▶ _ЗАДАНИЯ ДЛЯ ВЫПОЛНЕНИЯ_:
1) Почему, согласно тексту о литстудии, Эрнст Сафонов, по мнению автора, вряд ли догадывается, какую роль сыграл в его жизни? Ответьте одним-двумя предложениями.
2) Повторите без изменений фрагмент текста о литстудии: начните со слов «Уехав из Харькова, я» и остановитесь после слов «Григорий Михайлович Гельфандбейн.».

▶ _ВЫБРАННЫЙ ТЕКСТ_:
------------------------------------------------

И все мы были влюблены в Григория Михайловича, с трепетом ждали появления его в нашей комнате читального зала, каждый раз провожали после занятий до автобусной остановки, жадно впитывали его слова о литературе, о литературном труде, о своих вещах. А разбирать он умел наши рассказы и стихи мастерски, просто мастерски.

Уехав из Харькова, я посещал литстудии в Тамбове, в Зеленограде, в Москве. В частности, был старостой в одном из семинаров «Зеленой лампы» при журнале «Юность», который вели профессора Литинститута известные писатели Андрей Битов и Владимир Гусев, был несколько лет членом литобъединения при Московской писательской организации у Валерия Осипова и Леонида Жуховицкого, участвовал в V Московском и УГГГ Всесоюзном совещаниях молодых литераторов, где руководили семинарами самые славные писатели, но никто из них, никто не мог так умело, так точно, так доброжелательно и глубоко разбирать наши произведения, как Григорий Михайлович Гельфандбейн.

Учеба во ВГИКе на сценарном факультете, где мастерская та же литстудня, оставила в моей судьбе слабый след. А как я стремился во ВГИК! Думал, раз в Харькове так интересно, то что же в Москве! И был разочарован. В Москве важную роль в моей литературной судьбе сыграл писатель Эрнст Сафонов, этот большой, удивительно добрый, чуткий и не равнодушный к судьбе молодых литераторов человек. И главное, я не просил его о помощи! Он сам почувствовал, сам увидел, что нужно подставить свое большое плечо, поддержать, поделиться частичкой своей энергии, чтобы молодой неокрепший литератор уверенней зашагал дальше. Думается, что сам Эрнст Сафонов сейчас и не догадывается, какую роль он сыграл в моей жизни, как он помог мне, так это для него органично, просто и естественно помогать другим. Пока есть такие люди, русская литература будет жива. А как литератор я сын литстудии ХТЗ. Впервые от Гельфандбейна я услышал имена Василия Шукшина, Валентина Распутина, Василия Белова, Виктора Астафьева и Виктора Лихоносова, благодаря Григорию Михайловичу я был очарован их повестями и рассказами, с нетерпением ожидал появления в читалке свежих журналов, искал в оглавлениях эти имена, если находил, тут же с наслаждением проглатывал.

------------------------------------------------

▶ _ПОКАЗАННЫЕ ЗАПИСИ_:
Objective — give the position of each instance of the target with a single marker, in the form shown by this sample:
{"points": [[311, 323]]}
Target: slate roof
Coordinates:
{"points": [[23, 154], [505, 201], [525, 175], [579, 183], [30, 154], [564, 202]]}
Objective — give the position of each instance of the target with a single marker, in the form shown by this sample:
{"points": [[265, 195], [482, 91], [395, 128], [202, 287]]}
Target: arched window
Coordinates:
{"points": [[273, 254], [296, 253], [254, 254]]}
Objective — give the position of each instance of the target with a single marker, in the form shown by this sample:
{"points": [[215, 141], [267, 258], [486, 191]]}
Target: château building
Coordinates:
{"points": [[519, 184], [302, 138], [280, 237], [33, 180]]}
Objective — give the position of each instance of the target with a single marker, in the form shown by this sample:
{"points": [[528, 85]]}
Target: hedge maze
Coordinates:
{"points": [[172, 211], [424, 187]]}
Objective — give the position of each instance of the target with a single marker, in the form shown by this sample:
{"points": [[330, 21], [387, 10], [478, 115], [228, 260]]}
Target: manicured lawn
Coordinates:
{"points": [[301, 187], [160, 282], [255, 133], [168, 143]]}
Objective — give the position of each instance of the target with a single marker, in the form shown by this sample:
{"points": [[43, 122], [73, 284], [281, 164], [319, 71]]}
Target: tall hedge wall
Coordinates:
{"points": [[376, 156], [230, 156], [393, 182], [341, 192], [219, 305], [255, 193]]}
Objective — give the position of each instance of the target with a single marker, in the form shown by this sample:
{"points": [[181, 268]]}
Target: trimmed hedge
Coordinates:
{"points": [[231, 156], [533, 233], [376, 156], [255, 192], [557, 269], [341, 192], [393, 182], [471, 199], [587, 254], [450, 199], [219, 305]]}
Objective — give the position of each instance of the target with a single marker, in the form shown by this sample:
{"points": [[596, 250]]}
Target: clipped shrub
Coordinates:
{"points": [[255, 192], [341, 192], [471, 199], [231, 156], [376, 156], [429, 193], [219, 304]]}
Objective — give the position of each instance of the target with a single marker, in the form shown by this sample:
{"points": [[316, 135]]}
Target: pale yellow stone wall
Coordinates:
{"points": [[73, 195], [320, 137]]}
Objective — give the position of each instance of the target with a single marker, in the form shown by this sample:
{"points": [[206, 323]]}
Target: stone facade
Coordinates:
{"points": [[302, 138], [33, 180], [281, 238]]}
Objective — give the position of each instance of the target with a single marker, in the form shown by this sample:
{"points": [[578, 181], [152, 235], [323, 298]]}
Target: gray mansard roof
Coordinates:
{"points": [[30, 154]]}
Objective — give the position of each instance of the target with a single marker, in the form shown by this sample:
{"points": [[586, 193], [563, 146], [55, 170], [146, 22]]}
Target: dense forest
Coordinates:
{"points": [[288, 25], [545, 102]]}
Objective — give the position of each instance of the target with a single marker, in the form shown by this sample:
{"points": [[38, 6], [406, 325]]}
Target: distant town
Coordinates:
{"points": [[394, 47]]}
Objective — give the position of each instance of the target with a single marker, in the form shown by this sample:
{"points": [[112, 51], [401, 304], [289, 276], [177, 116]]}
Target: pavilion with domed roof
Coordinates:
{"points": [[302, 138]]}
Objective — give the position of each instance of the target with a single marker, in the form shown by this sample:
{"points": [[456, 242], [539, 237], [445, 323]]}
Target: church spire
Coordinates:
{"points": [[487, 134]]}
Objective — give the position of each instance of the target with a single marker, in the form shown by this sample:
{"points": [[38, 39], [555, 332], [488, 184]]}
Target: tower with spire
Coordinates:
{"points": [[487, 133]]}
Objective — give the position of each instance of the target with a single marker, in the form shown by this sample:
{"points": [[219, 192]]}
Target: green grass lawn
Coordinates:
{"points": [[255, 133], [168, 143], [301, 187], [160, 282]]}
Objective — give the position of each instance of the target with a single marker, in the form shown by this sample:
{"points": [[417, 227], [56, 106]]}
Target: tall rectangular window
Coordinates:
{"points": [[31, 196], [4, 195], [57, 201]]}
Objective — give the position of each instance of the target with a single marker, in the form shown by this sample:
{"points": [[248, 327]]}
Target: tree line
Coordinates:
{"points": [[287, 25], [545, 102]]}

------------------------------------------------

▶ _ОТВЕТЫ НА ЗАДАНИЯ_:
1) Помогать другим для Эрнста Сафонова органично, просто и естественно. Поэтому он, по мнению автора, не догадывается, какую роль сыграл в его жизни.

2)
Уехав из Харькова, я посещал литстудии в Тамбове, в Зеленограде, в Москве. В частности, был старостой в одном из семинаров «Зеленой лампы» при журнале «Юность», который вели профессора Литинститута известные писатели Андрей Битов и Владимир Гусев, был несколько лет членом литобъединения при Московской писательской организации у Валерия Осипова и Леонида Жуховицкого, участвовал в V Московском и УГГГ Всесоюзном совещаниях молодых литераторов, где руководили семинарами самые славные писатели, но никто из них, никто не мог так умело, так точно, так доброжелательно и глубоко разбирать наши произведения, как Григорий Михайлович Гельфандбейн.